## Work to complete
Which lines of the data include the string "dried"? List them all.

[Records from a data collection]

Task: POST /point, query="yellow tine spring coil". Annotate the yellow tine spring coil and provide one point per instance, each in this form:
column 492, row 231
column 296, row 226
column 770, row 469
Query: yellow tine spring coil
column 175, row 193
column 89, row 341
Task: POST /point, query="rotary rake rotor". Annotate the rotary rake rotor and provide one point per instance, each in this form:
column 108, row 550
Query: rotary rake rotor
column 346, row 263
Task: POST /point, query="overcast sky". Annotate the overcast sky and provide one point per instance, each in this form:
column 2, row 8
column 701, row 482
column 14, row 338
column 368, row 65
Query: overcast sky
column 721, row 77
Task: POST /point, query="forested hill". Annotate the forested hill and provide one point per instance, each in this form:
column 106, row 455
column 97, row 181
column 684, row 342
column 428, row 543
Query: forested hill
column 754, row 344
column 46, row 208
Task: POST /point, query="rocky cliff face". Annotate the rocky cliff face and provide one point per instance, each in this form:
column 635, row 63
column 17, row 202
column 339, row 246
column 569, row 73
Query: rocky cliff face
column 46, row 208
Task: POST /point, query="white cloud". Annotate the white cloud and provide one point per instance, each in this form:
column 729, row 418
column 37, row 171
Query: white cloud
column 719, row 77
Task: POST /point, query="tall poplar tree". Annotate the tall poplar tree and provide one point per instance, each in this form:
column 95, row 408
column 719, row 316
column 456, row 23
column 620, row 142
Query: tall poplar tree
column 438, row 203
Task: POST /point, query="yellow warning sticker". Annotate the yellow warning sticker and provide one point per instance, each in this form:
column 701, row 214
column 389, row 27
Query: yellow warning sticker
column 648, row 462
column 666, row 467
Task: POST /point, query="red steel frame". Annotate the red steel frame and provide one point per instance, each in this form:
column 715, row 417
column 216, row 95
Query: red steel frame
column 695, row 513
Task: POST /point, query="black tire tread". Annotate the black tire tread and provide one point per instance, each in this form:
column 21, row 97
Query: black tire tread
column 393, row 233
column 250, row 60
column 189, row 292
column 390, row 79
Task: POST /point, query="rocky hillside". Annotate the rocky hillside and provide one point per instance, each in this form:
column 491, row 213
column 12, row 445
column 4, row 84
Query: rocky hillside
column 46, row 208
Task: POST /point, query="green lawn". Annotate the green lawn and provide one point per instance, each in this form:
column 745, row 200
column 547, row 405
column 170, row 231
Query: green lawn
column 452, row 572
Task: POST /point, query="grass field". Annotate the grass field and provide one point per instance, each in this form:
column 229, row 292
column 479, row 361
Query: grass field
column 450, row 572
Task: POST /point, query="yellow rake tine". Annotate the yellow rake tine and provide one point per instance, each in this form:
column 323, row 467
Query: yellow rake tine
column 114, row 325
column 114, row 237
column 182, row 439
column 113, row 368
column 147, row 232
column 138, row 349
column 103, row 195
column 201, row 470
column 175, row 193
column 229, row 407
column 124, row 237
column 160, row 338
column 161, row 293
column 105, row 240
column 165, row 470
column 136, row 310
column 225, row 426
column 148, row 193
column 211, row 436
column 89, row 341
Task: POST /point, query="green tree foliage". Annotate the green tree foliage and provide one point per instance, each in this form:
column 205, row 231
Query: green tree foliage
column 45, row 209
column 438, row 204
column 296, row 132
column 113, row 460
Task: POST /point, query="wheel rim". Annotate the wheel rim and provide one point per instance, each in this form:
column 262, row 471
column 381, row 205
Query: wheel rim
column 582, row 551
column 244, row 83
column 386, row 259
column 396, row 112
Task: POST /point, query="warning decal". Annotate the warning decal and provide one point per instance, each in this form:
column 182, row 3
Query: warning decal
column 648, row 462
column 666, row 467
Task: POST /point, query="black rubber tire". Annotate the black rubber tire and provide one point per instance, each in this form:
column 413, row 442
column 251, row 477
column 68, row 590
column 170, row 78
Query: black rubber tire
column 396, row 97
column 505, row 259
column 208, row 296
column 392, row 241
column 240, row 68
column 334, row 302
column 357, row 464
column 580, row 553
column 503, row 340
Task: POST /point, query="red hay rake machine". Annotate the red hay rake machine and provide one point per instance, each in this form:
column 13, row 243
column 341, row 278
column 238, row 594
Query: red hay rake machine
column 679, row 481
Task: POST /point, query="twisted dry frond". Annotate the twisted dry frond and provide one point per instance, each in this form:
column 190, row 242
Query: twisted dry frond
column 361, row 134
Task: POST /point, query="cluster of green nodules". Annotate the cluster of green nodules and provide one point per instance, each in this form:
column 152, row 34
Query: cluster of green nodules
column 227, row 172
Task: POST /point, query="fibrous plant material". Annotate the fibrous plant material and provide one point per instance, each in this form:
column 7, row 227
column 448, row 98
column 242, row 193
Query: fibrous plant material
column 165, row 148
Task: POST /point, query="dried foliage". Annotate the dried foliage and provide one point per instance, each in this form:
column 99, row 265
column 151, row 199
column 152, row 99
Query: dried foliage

## Answer space
Task: POST /point, query="dried foliage". Annotate the dried foliage and provide one point per instance, each in this form:
Query: dried foliage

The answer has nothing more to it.